# Excerpts from annotation records
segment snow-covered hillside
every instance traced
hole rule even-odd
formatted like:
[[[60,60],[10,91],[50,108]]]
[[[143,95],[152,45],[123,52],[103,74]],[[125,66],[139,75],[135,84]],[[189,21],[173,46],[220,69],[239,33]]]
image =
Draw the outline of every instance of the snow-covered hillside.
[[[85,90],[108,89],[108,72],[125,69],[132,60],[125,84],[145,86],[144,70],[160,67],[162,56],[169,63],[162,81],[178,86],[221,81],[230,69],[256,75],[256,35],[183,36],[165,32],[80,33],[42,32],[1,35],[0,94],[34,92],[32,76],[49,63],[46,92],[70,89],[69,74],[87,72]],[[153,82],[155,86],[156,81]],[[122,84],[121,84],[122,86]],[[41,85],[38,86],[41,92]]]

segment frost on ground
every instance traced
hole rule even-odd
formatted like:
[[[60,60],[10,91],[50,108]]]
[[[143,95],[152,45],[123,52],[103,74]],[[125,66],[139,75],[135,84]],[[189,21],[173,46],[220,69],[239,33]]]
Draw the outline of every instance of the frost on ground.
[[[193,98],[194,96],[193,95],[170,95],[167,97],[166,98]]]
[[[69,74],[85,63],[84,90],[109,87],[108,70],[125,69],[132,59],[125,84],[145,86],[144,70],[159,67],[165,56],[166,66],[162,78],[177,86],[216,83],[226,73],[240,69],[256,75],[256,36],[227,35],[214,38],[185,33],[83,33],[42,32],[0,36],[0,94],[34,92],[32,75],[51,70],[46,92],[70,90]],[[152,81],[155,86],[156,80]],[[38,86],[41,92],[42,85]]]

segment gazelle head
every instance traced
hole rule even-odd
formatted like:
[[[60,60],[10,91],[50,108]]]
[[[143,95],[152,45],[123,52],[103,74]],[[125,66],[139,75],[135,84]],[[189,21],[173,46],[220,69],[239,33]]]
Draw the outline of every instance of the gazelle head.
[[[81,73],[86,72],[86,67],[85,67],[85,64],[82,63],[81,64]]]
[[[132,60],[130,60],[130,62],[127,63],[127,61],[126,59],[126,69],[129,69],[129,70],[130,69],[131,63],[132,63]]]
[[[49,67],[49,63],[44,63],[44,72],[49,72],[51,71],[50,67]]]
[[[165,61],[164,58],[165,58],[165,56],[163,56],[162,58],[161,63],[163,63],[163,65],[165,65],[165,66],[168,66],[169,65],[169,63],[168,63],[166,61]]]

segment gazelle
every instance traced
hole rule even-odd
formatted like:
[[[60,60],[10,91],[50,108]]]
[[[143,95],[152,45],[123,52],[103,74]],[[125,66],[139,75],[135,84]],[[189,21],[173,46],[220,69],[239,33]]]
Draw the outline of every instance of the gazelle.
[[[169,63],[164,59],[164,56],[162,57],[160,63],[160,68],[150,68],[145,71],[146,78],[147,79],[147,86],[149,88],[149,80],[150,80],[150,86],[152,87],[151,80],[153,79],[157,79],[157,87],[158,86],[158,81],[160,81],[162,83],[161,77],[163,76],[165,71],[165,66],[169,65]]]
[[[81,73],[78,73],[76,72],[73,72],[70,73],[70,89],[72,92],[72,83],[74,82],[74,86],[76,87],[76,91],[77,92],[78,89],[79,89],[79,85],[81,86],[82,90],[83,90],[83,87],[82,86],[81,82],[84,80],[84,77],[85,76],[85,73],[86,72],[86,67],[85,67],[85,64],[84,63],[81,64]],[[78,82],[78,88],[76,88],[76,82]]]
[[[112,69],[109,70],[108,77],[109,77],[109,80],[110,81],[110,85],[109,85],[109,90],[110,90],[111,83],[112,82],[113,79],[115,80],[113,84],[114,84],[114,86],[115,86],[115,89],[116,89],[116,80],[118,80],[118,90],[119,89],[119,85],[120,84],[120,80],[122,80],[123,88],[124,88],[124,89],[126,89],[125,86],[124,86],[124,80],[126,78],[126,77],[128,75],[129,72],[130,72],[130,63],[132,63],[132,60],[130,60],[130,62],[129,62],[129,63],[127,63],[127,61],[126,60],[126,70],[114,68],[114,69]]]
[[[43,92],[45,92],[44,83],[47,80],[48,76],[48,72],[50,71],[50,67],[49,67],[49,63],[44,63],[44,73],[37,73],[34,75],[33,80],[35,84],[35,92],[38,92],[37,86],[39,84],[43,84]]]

# Task brief
Reproduce all of the records above line for line, with no changes to any character.

# Output for this exercise
segment snow-covered hillside
every instance traced
hole rule even-odd
formatted like:
[[[60,60],[10,91],[50,108]]]
[[[143,95],[152,45],[123,52],[103,74]],[[125,66],[139,75],[135,84]],[[189,21],[173,46],[220,69],[239,33]]]
image =
Draw the outline of every instance of the snow-covered hillside.
[[[85,90],[108,89],[108,72],[125,69],[132,60],[125,84],[145,86],[144,70],[160,67],[162,56],[169,63],[162,81],[178,86],[221,81],[230,69],[256,75],[256,35],[183,36],[165,32],[80,33],[42,32],[1,35],[0,94],[34,92],[32,76],[49,63],[46,92],[70,89],[69,74],[87,72]],[[153,82],[155,86],[156,81]],[[122,84],[121,84],[122,86]],[[41,85],[38,86],[41,92]]]

segment frost on ground
every instance traced
hole rule even-odd
formatted like:
[[[60,60],[10,91],[50,108]]]
[[[143,95],[152,45],[123,52],[103,74]],[[125,66],[139,75],[135,84]],[[189,21],[173,46],[220,69],[239,33]]]
Draw the outline of every instance of the frost on ground.
[[[193,98],[194,96],[193,95],[170,95],[167,97],[166,98]]]
[[[69,74],[85,63],[84,90],[109,87],[108,70],[125,69],[132,59],[125,84],[145,86],[144,70],[159,67],[165,56],[166,66],[162,78],[177,86],[216,83],[226,73],[240,69],[256,75],[256,36],[227,35],[214,38],[185,33],[83,33],[42,32],[0,36],[0,94],[34,92],[32,75],[51,70],[46,92],[70,90]],[[152,81],[155,86],[156,80]],[[38,86],[41,92],[42,85]]]

segment gazelle head
every instance traced
hole rule even-odd
formatted like:
[[[60,60],[10,91],[50,108]]]
[[[143,95],[152,45],[123,52],[103,74]],[[125,66],[139,75],[135,84]],[[189,21],[173,46],[220,69],[239,33]]]
Draw the outline of every instance of the gazelle head.
[[[81,73],[86,72],[86,67],[85,67],[85,64],[82,63],[81,64]]]
[[[132,60],[130,60],[130,62],[127,63],[127,61],[126,59],[126,69],[129,69],[129,70],[130,69],[131,63],[132,63]]]
[[[49,67],[49,63],[44,63],[44,72],[49,72],[51,71],[50,67]]]
[[[165,61],[164,58],[165,58],[165,56],[163,56],[162,58],[161,63],[163,63],[163,65],[165,65],[165,66],[168,66],[169,65],[169,63],[168,63],[166,61]]]

segment gazelle
every instance traced
hole rule even-odd
formatted like:
[[[60,60],[10,91],[50,108]]]
[[[143,95],[152,45],[123,52],[103,74]],[[125,66],[139,75],[135,84]],[[189,21],[173,46],[220,69],[239,33]]]
Draw the outline of every instance of the gazelle.
[[[169,63],[164,59],[164,56],[162,57],[160,63],[160,68],[150,68],[145,71],[146,78],[147,79],[147,86],[149,88],[149,80],[150,80],[150,86],[152,87],[151,80],[153,79],[157,79],[157,87],[158,86],[158,81],[160,81],[162,83],[161,77],[163,76],[165,71],[165,66],[169,65]]]
[[[81,73],[78,73],[76,72],[73,72],[70,73],[70,89],[72,92],[72,83],[74,82],[74,86],[76,87],[76,91],[77,92],[78,89],[79,89],[79,85],[81,86],[82,90],[83,90],[83,87],[82,86],[81,82],[84,80],[84,77],[85,76],[85,73],[86,72],[86,67],[85,67],[85,64],[84,63],[81,64]],[[78,82],[78,88],[76,88],[76,82]]]
[[[112,69],[109,70],[108,77],[109,77],[109,80],[110,81],[110,85],[109,85],[109,90],[110,90],[111,83],[112,82],[113,79],[115,80],[113,84],[114,84],[114,86],[115,86],[115,89],[116,89],[116,80],[118,80],[118,90],[119,89],[119,85],[120,84],[120,80],[122,80],[123,88],[124,88],[124,89],[126,89],[125,86],[124,86],[124,80],[126,78],[126,77],[128,75],[129,72],[130,72],[130,63],[132,63],[132,60],[130,60],[130,62],[129,62],[129,63],[127,63],[127,61],[126,60],[126,70],[114,68],[114,69]]]
[[[43,92],[45,92],[44,83],[47,80],[48,76],[48,72],[50,71],[50,67],[49,67],[49,63],[44,63],[44,73],[37,73],[34,75],[33,80],[35,84],[35,92],[38,92],[37,86],[39,84],[43,84]]]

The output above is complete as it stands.